- [Directions] Reproduce the data from the start up to and including the line containing "<point>347,103</point>", substituting "dot" for "marker" and leaving everything else unchanged.

[Point labeling data]
----
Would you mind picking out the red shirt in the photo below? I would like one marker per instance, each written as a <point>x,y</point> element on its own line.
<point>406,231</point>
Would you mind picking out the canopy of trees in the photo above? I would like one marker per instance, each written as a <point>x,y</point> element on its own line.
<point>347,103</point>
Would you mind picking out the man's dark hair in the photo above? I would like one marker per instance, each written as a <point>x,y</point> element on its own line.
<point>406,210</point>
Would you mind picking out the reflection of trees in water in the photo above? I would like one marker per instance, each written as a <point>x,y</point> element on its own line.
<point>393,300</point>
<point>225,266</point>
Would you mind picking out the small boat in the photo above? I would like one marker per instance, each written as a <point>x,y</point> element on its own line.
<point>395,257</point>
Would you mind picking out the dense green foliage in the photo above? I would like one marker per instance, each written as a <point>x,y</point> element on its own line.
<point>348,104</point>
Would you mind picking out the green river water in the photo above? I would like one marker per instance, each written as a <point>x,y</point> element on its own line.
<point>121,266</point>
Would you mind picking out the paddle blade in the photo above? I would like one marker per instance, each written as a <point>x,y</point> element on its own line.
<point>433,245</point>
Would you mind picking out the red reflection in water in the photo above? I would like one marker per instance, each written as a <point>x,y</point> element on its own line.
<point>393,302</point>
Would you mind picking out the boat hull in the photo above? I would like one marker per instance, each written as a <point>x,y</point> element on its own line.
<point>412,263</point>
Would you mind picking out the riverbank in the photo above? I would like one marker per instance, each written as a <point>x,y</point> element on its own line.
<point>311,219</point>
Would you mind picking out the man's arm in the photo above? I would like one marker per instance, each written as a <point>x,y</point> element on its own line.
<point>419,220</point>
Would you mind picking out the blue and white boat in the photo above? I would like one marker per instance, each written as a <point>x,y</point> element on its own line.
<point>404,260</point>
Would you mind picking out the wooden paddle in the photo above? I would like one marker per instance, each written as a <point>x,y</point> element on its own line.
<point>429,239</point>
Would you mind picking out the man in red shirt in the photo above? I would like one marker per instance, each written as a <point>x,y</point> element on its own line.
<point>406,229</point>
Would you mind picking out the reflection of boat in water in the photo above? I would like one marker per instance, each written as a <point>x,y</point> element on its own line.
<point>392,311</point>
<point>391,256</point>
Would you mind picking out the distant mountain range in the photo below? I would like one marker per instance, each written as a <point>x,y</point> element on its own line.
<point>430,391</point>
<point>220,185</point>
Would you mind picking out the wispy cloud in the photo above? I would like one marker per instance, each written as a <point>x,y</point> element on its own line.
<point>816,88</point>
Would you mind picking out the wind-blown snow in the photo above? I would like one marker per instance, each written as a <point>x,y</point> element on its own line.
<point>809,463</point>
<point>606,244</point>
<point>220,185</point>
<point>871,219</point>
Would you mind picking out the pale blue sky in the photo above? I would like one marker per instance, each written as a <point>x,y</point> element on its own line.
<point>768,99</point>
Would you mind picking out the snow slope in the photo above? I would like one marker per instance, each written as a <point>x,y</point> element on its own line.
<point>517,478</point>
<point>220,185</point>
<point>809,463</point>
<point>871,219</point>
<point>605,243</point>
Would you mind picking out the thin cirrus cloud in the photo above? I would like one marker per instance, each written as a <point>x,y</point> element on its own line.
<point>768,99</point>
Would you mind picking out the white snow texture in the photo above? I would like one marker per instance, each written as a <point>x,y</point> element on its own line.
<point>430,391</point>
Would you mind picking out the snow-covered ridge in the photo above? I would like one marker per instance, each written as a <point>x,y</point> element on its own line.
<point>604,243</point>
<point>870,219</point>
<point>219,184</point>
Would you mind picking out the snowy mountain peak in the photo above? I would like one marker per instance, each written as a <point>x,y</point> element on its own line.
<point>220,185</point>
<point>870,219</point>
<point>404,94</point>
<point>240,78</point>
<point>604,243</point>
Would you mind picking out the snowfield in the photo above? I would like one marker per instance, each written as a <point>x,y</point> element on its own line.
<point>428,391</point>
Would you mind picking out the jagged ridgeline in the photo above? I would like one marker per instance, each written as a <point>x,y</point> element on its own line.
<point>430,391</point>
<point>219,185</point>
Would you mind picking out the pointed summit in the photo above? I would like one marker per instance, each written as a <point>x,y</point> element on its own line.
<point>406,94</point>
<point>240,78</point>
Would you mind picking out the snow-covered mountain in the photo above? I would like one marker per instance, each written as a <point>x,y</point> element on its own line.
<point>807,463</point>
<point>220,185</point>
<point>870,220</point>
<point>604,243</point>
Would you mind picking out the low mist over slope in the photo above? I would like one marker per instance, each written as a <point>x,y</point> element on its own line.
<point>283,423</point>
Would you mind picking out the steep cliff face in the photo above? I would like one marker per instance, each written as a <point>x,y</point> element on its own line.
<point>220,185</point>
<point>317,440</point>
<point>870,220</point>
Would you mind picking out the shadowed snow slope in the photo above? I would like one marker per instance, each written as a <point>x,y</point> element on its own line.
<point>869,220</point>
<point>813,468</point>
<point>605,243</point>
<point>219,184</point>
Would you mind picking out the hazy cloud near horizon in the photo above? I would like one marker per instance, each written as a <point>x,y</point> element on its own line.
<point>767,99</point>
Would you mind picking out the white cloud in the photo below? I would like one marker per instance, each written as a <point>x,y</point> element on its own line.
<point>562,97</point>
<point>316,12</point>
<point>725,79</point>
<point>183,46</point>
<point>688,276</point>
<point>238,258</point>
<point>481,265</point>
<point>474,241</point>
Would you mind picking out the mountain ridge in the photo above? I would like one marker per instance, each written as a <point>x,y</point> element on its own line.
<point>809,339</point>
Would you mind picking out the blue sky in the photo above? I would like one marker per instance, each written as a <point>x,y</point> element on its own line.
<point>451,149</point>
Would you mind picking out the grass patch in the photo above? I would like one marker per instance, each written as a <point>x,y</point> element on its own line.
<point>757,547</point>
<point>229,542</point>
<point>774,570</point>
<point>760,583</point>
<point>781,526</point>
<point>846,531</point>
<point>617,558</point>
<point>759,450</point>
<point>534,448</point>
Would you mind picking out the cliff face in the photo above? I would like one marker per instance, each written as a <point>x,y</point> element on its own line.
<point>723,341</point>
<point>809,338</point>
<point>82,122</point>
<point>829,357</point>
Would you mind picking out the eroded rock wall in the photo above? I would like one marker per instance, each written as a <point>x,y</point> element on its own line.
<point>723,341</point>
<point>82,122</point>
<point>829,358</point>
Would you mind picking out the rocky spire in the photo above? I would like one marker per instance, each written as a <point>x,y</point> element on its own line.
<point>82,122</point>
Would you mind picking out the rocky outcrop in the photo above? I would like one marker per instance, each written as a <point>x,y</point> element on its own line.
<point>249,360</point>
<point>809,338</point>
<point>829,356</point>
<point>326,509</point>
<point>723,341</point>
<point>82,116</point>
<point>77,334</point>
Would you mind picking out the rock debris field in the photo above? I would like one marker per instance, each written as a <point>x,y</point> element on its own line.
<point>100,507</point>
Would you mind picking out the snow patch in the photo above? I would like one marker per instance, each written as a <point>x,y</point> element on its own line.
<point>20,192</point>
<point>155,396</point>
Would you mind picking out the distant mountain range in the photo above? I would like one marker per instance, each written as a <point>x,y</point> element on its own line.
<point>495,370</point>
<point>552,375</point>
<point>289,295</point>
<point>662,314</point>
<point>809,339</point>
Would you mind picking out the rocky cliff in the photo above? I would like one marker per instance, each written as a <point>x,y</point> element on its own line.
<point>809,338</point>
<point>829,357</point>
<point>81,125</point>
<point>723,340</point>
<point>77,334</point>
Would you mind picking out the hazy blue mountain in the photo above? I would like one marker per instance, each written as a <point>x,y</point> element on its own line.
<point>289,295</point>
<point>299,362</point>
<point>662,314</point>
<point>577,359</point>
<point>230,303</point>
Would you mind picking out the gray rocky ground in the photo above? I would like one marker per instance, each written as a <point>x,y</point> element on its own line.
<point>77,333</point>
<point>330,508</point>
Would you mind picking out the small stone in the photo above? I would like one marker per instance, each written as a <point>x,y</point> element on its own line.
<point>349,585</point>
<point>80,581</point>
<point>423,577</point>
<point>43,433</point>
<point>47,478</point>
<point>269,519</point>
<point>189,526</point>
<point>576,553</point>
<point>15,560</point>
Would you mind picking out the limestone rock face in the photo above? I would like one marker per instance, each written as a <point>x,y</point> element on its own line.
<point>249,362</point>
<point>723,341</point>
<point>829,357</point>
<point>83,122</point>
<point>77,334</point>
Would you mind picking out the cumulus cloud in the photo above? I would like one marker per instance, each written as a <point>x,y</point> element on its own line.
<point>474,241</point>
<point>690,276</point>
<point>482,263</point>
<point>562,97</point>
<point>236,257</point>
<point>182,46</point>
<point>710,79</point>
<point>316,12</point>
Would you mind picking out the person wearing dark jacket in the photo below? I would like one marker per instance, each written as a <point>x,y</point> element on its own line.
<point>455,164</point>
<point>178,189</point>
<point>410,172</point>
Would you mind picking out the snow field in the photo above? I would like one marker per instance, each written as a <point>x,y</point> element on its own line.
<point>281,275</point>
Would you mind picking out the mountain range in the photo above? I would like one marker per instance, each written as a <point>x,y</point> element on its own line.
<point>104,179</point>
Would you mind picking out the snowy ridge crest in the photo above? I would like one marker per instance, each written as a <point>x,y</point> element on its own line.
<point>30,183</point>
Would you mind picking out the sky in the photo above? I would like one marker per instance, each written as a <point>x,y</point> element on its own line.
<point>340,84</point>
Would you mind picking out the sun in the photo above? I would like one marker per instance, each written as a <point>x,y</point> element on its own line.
----
- [Answer to the task]
Would you mind picking out the red shirt in the photo below? I would like one dot per instance, each written as a <point>x,y</point> element on its own line.
<point>406,231</point>
Would you mind picking out the canopy of trees in the photo above? I would like one dot per instance, each written as a <point>x,y</point> element on its own line.
<point>347,103</point>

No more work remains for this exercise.